**Text block**
In this study, the first dataset used was KDDCup99 with a total number of records are 494,020, then the CICIDS 2017 dataset with a total number of records are 56,661 and finally UNSW NB15 with a total number of records are 540,044. With this split data, the data from each dataset is divided into two, namely training data and test data, with a ratio of 80% for training data and 20% for test data. Split data is a more efficient option because it can split Intrusion Detection System (IDS) datasets into training subsets and test subsets quickly compared to cross validation because it will take a long time. The use of cross validation will cause the results of model evaluation to vary depending on how the data is divided into different subsets. This will lead to a degree of dependence on the data sharing performed. We want to avoid this dependency and use the data split method to get more consistent results. After dividing the two data into training data and test data, the amount of data is: For the KDD Cup 99 dataset, the number of training data is 395,216 and the test data is 98,804. For CICIDS 2017, the number of training data is 45,328 and the test data is 11,333. For the UNSW NB 15 dataset, the training dataset is 108,009 and the test dataset is 432,035.

Apply the machine learning models

In this research, we use three-boosting machine learning models including: LightGBM, XGBoost and CatBoost as explained in the previous chapter. These three-boosting machine learning has its own unique characteristics and learning approach. By using three different algorithms, we introduce diversity in the models being trained. This helps to capture different aspects of the imbalanced dataset and potential patterns associated with intrusive instances. The combination of multiple models can lead to more robust and accurate predictions. Parameters we use in each model which can be seen below.

LightGBM

LightGBM is a gradient boosting framework that is efficient and distributed, providing faster training speed, greater efficiency, less memory usage, and better accuracy. It is a decision tree-based machine learning algorithm that competes with XGBoost, which used to dominate Kaggle competitions. LightGBM is now more popular among Kagglers because of its high speed, accuracy, and ability to handle large amounts of data. It is also known for its GPU learning support and its focus on accuracy. However, LightGBM is not advisable for small datasets and is sensitive to overfitting. In this research of the LightGBM model, the number of leaves per tree we use is 63, the speed iteration control is 0.01, specifies the fraction of data to use for each iteration, and is generally used to guide training speed up and avoid overfitting with a value of 0.5. The proportion of features is randomly chosen in each iteration to create trees with a value of 0.5.

XGBoost

XGBoost is a machine learning algorithm used for regression, classification and ranking problems. It’s open source and efficient for large and complex datasets. XGBoost can handle missing values and function interactions, has built-in regularization techniques, and works by building a series of decision trees that correct the errors of previous trees. A popular choice among data scientists, XGBoost is used in various applications such as financial modelling, healthcare, and natural language processing. In the XGBoost model, n_estimators, which determine the epoch of the model, is set to 100 and early_stopping_rounds to 10 to check for overfitting. The grid values sought for the learning rate is 0.01. The max_depth is 4 and the min_child_weight in selected ranges from 1 to 10.

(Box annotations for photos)
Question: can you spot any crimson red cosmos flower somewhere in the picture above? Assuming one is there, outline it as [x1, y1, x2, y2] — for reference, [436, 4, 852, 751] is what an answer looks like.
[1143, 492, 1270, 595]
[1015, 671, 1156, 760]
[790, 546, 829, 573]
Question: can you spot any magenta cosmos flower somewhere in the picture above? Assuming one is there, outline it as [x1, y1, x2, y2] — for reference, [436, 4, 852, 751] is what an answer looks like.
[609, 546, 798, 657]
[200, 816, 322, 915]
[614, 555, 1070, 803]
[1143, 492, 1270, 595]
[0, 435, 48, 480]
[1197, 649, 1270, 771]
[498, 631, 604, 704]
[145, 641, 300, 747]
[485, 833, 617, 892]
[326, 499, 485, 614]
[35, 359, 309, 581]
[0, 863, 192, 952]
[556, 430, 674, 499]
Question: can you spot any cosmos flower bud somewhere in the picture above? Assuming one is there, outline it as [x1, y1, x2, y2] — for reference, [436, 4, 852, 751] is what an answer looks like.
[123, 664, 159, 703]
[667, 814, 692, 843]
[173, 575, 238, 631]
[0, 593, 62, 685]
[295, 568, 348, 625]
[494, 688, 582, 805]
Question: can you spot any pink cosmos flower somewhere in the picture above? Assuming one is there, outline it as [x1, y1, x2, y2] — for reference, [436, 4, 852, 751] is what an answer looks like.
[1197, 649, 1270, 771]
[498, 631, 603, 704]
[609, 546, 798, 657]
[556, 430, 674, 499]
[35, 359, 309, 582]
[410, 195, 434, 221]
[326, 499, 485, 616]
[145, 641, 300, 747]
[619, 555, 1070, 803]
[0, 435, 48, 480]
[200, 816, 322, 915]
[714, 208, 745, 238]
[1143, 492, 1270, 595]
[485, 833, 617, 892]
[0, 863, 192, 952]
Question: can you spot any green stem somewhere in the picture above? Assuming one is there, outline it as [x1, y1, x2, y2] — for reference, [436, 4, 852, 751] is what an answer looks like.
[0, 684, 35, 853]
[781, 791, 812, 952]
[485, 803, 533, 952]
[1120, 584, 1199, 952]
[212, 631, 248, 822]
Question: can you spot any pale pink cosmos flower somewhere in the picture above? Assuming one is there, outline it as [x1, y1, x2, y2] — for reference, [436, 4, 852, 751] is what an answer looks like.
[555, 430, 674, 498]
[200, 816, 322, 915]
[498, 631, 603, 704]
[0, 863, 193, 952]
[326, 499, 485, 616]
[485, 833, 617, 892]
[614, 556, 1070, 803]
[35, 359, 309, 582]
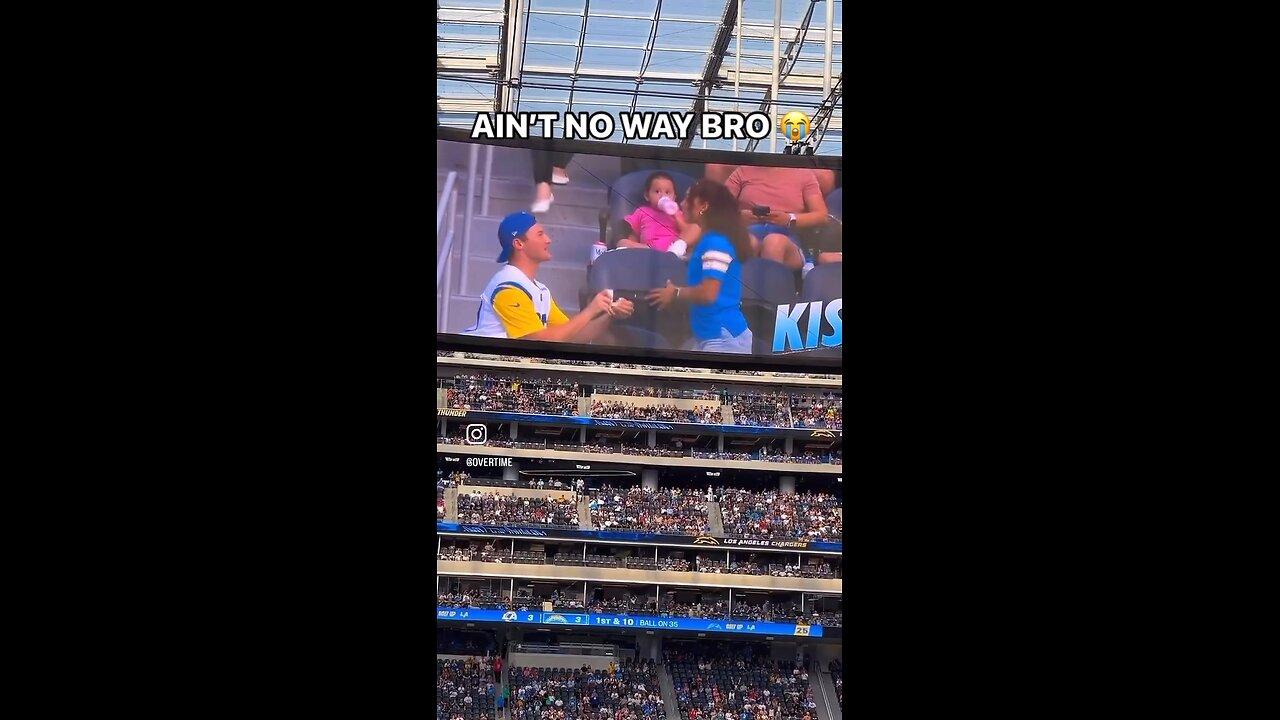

**Objective 1**
Answer these questions about the intrusion detection text:
(a) How many leaves per tree does the LightGBM model use?
(b) What ratio of training data to test data is each dataset divided into?
(c) What value is n_estimators set to in the XGBoost model?
**Objective 2**
Please write out the passage of the intrusion detection text between "XGBoost is a" and "from 1 to 10.", inclusive.

**Task response 1**
(a) 63
(b) 80% training data and 20% test data
(c) 100

**Task response 2**
XGBoost is a machine learning algorithm used for regression, classification and ranking problems. It’s open source and efficient for large and complex datasets. XGBoost can handle missing values and function interactions, has built-in regularization techniques, and works by building a series of decision trees that correct the errors of previous trees. A popular choice among data scientists, XGBoost is used in various applications such as financial modelling, healthcare, and natural language processing. In the XGBoost model, n_estimators, which determine the epoch of the model, is set to 100 and early_stopping_rounds to 10 to check for overfitting. The grid values sought for the learning rate is 0.01. The max_depth is 4 and the min_child_weight in selected ranges from 1 to 10.